→ **Your task**
Return verbatim the run of lines that opens with the line holding "For every instance of the maang" and closes with the last line of the records.

Object location annotation data
· · ·

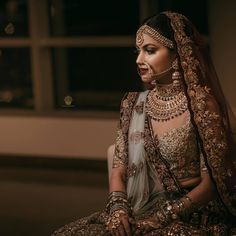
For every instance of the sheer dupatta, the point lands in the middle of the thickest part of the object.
(210, 114)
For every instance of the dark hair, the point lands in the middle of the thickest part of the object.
(161, 23)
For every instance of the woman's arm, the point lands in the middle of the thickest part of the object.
(201, 194)
(117, 179)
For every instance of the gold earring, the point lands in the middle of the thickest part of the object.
(176, 76)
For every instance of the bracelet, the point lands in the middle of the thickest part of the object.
(117, 200)
(167, 213)
(114, 219)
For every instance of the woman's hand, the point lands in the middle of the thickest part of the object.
(146, 225)
(120, 224)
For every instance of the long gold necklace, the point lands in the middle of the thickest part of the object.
(166, 102)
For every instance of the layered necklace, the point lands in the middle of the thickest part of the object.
(166, 102)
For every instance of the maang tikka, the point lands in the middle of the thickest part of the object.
(176, 76)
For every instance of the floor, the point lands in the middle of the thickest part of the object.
(36, 201)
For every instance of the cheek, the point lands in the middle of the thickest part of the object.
(160, 62)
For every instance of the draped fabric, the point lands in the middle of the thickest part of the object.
(211, 114)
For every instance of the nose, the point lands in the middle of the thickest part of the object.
(139, 58)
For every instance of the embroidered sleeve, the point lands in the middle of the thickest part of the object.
(121, 145)
(202, 163)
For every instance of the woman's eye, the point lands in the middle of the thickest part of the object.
(150, 51)
(137, 51)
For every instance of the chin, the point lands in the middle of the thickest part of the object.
(146, 80)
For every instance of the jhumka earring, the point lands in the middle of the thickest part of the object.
(176, 76)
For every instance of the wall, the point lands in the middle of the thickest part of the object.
(56, 137)
(222, 24)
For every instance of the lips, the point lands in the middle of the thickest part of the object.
(143, 71)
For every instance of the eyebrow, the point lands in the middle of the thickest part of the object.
(148, 44)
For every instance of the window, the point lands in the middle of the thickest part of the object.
(72, 54)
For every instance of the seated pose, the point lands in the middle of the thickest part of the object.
(173, 168)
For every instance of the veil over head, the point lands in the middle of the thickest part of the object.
(211, 115)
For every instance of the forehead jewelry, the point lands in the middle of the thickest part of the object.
(145, 29)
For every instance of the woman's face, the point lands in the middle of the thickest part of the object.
(152, 53)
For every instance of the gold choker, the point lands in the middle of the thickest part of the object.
(166, 103)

· · ·

→ **Answer to this task**
For every instance of the maang tikka, the point lands in the middle of the thickest part of the object.
(176, 76)
For every instance of the floor, the point lands in the middle of the thickest part of the object.
(36, 201)
For every instance of the cheek, the point lands in the middle of the thickest part of the object.
(160, 62)
For every instance of the draped fabric, the point lands in the middle of the thickest part of the object.
(211, 114)
For every instance of the nose, the point lands in the middle of the thickest part of the object.
(139, 58)
For every instance of the embroidered sleeve, the point lands in the middle of the thickest part of the object.
(121, 145)
(202, 163)
For every instance of the woman's eye, the point lands in the middle of the thickest part of the object.
(150, 51)
(137, 51)
For every instance of the chin, the point lands in the middle of the thickest part of the object.
(146, 80)
For every instance of the jhumka earring, the point lands in the middle of the thickest part of the object.
(176, 76)
For every instance of the wall, the point lands in the middle of the thickest part of the object.
(56, 137)
(222, 24)
For every instance of the lips, the point lands in the middle of the thickest part of the object.
(143, 71)
For every instance of the eyebrow, the point lands in the middle of the thickest part of the object.
(148, 44)
For every instance of the window, the point lands in the middle of the thickest part of the object.
(72, 54)
For every instance of the seated pose, the point lands in the middle of the thickest part of the object.
(173, 168)
For every instance of the veil over head, the point lands in the middle of the thickest part of the object.
(211, 115)
For every instance of the forehead jewelry, the point lands in the middle of the thickest part of the object.
(145, 29)
For every instance of the woman's face, the point lands in the middle of the thickest part of the object.
(152, 53)
For every instance of the gold choker, the point lands in the middle of the thickest part of the object.
(166, 103)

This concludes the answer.